◆ Yazılı Talep A
Dişçi ziyaretini ve diş sıkmayı anlatan yazıyı baştan sona hiçbir değişiklik yapmadan yazın.
◆ Yazılı Talep B
Aşağıdaki kayıtların bütün satırlarını aynen yeniden verin, ancak resimleri cevaba koymayın.

◆ Seçilen Bölüm
--------------------------------------------------

Top
Cem Sancar

Cem Sancar

cemsncr@gmail.com

19/03/2023

Dişimizi sıkarak geldik biz bugünlere!

Yüzyıl önce dişçi korkumu yenip Nişantaşı'nda şık bir muayenehanenin kapısını çalmıştım. Çenemdeki zonklamalarla, ödüm koparak koltuğa oturmuştum. O zamanlar büyük bir medya kurumunun yeni çıkacak gazetesinin yönetimindeydim. İşkence çektiğimi gören üst düzey biri tavsiye etmiş; bütün itirazlarıma rağmen zatımı sosyete dişçisine postalamıştı. "Adamı haber yaptık sana indirim yapacak!" demişti. O sözde indirimli fiyatı görünce anyayı konyayı anlayacaktım!..
Neyse mevzu o değil, mevzu başka. Havalı doktor ağzımı kontrol etmiş, uyurken dişlerinizi sıkmaktan dişlerinizin mineleri gitmiş, demişti. Entelektüel işler yapanların genel durumu bu, diye eklemişti.

--------------------------------------------------

◆ Sağlanan Kayıtlar
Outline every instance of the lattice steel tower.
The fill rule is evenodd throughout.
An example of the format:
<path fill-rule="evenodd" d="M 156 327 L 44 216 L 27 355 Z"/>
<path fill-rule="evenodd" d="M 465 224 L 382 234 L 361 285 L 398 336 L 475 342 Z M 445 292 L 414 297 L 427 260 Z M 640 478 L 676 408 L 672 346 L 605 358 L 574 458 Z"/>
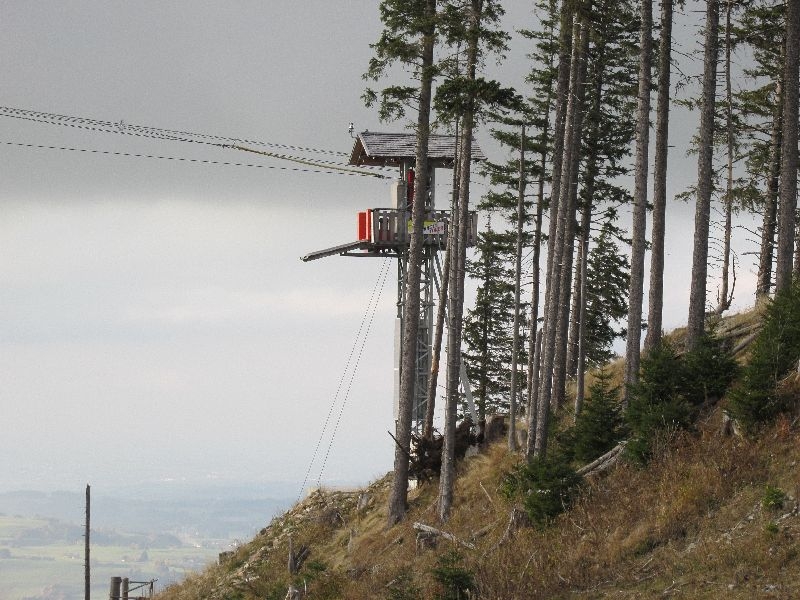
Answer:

--------------------------------------------------

◆ Çıktı A
Top
Cem Sancar

Cem Sancar

cemsncr@gmail.com

19/03/2023

Dişimizi sıkarak geldik biz bugünlere!

Yüzyıl önce dişçi korkumu yenip Nişantaşı'nda şık bir muayenehanenin kapısını çalmıştım. Çenemdeki zonklamalarla, ödüm koparak koltuğa oturmuştum. O zamanlar büyük bir medya kurumunun yeni çıkacak gazetesinin yönetimindeydim. İşkence çektiğimi gören üst düzey biri tavsiye etmiş; bütün itirazlarıma rağmen zatımı sosyete dişçisine postalamıştı. "Adamı haber yaptık sana indirim yapacak!" demişti. O sözde indirimli fiyatı görünce anyayı konyayı anlayacaktım!..
Neyse mevzu o değil, mevzu başka. Havalı doktor ağzımı kontrol etmiş, uyurken dişlerinizi sıkmaktan dişlerinizin mineleri gitmiş, demişti. Entelektüel işler yapanların genel durumu bu, diye eklemişti.

◆ Çıktı B
Outline every instance of the lattice steel tower.
The fill rule is evenodd throughout.
An example of the format:
<path fill-rule="evenodd" d="M 156 327 L 44 216 L 27 355 Z"/>
<path fill-rule="evenodd" d="M 465 224 L 382 234 L 361 285 L 398 336 L 475 342 Z M 445 292 L 414 297 L 427 260 Z M 640 478 L 676 408 L 672 346 L 605 358 L 574 458 Z"/>
Answer:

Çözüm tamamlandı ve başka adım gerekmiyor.